Copy each line below that contains "query".

* [Given data]:
=== Begin Enclosure ===
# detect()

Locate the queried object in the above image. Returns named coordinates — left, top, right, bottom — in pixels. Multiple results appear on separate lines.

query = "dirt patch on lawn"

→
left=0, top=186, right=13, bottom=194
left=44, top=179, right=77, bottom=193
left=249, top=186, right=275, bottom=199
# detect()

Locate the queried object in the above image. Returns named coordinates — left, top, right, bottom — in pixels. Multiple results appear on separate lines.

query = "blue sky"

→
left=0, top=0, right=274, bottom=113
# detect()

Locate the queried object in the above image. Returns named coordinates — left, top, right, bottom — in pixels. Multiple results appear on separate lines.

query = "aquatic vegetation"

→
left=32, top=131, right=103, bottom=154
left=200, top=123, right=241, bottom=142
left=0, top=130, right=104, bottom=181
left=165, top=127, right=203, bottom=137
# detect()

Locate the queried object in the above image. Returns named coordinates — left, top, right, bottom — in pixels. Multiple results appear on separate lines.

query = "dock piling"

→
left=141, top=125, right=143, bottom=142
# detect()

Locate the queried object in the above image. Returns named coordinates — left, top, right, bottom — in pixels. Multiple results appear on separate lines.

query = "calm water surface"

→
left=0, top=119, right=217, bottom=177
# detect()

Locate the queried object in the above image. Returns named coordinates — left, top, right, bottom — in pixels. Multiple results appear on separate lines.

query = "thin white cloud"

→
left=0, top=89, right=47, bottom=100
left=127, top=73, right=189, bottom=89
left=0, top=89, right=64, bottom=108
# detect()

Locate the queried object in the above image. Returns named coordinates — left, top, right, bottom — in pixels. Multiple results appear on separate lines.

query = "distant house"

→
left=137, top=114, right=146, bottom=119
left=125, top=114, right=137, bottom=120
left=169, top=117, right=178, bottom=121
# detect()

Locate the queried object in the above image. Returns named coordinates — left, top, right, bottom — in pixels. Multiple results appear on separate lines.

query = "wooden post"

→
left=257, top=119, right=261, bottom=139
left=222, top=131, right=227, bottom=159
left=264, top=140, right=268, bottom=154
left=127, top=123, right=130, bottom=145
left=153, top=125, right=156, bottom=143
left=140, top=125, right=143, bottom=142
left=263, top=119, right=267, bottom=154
=== End Enclosure ===
* [Solution for this exercise]:
query = "dirt patch on lawn"
query = "blue sky"
query = "aquatic vegetation"
query = "dock piling"
query = "calm water surface"
query = "thin white cloud"
query = "distant house"
query = "wooden post"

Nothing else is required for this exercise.